* JOB
Answer these questions using the text on this year's physics laureates, one answer per line:
(a) In which decade did the laureates carry out their experiments?
(b) What is the phenomenon called in which a particle passes straight through a wall on the quantum scale?
(c) According to Clarke, why is it so important to do basic science?
** BEGIN TEXT SEGMENT **
This year's physics laureates carried out their experiments in the 1980s, research that enabled real-world applications of the quantum realm.

Quantum mechanics takes over when things get tiny -- think subatomic -- and the rules of traditional physics no longer apply.

For example, when a normal ball hits a wall, it bounces back. But on the quantum scale, a particle will actually pass straight through a comparable wall -- a phenomenon called "tunneling."

Clarke and his fellow winners demonstrated tunneling on a scale the public can grasp.

As the Nobel committee put it, their work showed "the bizarre properties of the quantum world can be made concrete in a system big enough to be held in the hand."

That research made possible technologies like the cell phone, and also proved foundational in the race to develop powerful quantum computers.

Clarke noted Tuesday that it is "vital" to keep conducting -- and funding -- work that might seem like "basic science" but results in "crucial applications" down the line.

"Michel and John and I had no way of understanding the importance" their work would have, he said.

"If you'd asked us 40 years ago, we would have said, 'Well yeah, it's an interesting thing.'"

He emphasized that researchers who lay the groundwork "are not that people who actually use that effect to do something that is vitally important."

"It's so important to do this basic science, because you don't know what the outcome is going to be."
** END TEXT SEGMENT **
** BEGIN GIVEN MATERIAL **
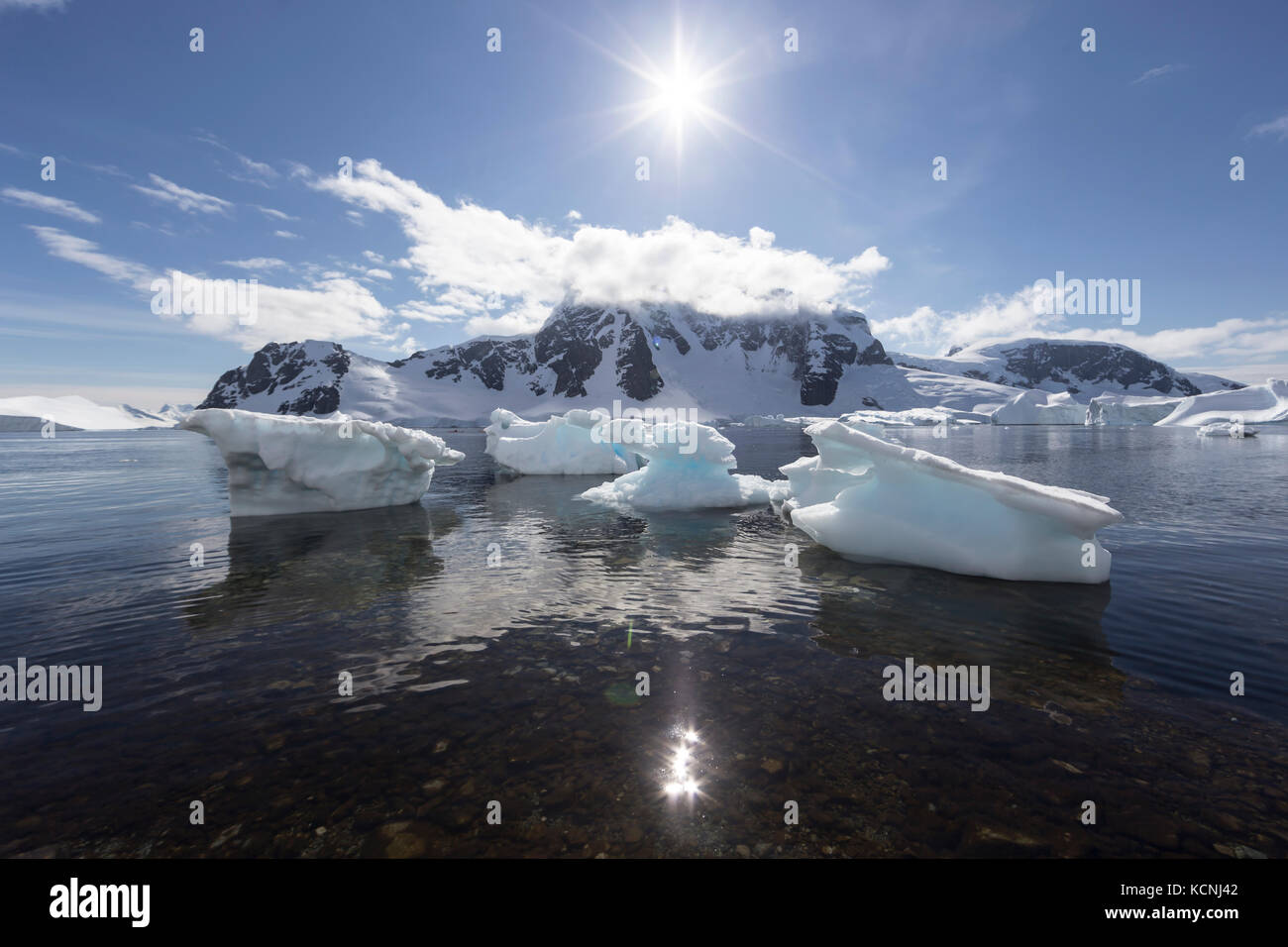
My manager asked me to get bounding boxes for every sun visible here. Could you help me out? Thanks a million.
[653,71,703,125]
** END GIVEN MATERIAL **
* SOLUTION TO THE EXERCISE
(a) The 1980s.
(b) Tunneling.
(c) Because you don't know what the outcome is going to be.